**Work task:** Copy word for word the line containing "Guideline: one keypoint per instance of the domed" together with all lines following it to the end of the listing below, without the pictures.

**Source information:**
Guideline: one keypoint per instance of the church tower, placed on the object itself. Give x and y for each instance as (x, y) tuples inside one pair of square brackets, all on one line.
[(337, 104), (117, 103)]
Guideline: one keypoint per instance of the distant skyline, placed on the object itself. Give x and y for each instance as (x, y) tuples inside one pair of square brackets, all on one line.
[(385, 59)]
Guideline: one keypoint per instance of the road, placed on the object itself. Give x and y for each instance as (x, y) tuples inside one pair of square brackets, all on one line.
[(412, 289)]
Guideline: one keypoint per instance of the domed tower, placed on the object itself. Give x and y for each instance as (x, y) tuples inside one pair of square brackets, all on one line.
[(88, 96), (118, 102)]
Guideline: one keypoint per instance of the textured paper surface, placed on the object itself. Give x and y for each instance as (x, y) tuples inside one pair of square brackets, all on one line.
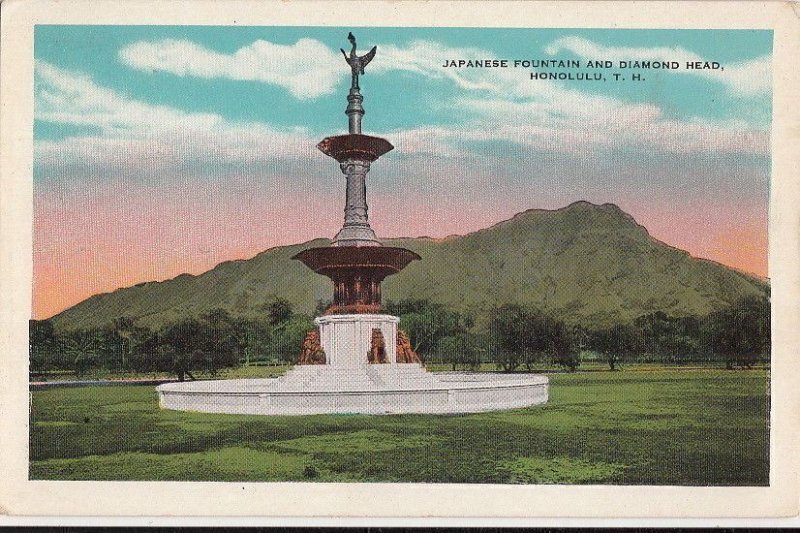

**Solution to the problem:**
Guideline: one keypoint per instance of the domed tower, placed on the object itself. Give x and y for each instance as (x, y) tuples inside one pair of square brackets, all on one line.
[(88, 96), (118, 102)]
Guideline: one keypoint per instance of the textured paper surface, placed on the object itself. Give x and y for each instance as (x, y) tuples inside one pair of square brackets, all on one line.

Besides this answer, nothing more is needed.